*Records provided*:
+-------+

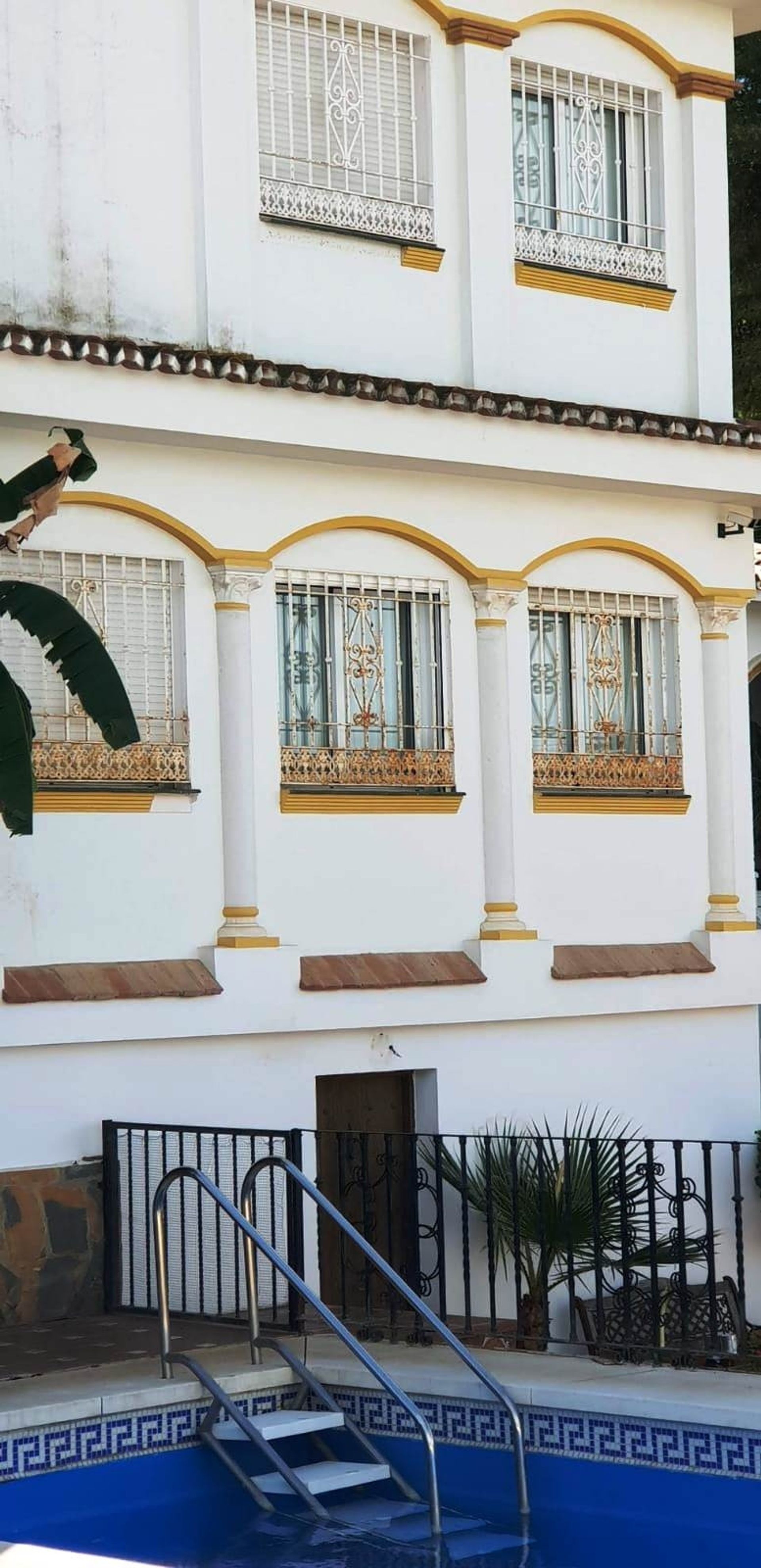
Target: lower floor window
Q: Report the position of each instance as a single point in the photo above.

+-------+

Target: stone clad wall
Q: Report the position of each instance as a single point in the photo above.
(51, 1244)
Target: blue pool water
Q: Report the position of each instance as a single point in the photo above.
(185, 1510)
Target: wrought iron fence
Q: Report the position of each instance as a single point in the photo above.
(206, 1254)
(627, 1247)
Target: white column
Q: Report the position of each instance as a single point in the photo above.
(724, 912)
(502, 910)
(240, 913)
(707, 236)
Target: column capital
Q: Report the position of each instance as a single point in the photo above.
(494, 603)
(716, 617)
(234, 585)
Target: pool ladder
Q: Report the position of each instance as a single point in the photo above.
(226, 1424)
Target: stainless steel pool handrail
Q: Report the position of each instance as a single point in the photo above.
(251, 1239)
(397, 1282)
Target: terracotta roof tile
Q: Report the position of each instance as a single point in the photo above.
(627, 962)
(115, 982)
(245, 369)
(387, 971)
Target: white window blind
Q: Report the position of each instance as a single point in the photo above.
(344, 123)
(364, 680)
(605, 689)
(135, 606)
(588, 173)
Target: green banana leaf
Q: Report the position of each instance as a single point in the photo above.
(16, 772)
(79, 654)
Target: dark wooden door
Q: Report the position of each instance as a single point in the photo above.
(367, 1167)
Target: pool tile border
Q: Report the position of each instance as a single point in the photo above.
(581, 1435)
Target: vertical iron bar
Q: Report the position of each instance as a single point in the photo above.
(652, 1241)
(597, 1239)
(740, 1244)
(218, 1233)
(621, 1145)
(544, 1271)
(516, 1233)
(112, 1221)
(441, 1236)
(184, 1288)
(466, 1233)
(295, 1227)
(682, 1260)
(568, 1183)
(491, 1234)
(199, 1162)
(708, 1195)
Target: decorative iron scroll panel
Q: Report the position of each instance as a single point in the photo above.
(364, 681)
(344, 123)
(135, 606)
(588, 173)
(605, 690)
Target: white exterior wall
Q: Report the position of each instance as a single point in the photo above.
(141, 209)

+-------+

*Challenge*: Can you find every line in the records above that contains the word "tile", with case counting, and copy each of those lines?

*Solution below*:
Target: terracotta roof tile
Target: pool tile border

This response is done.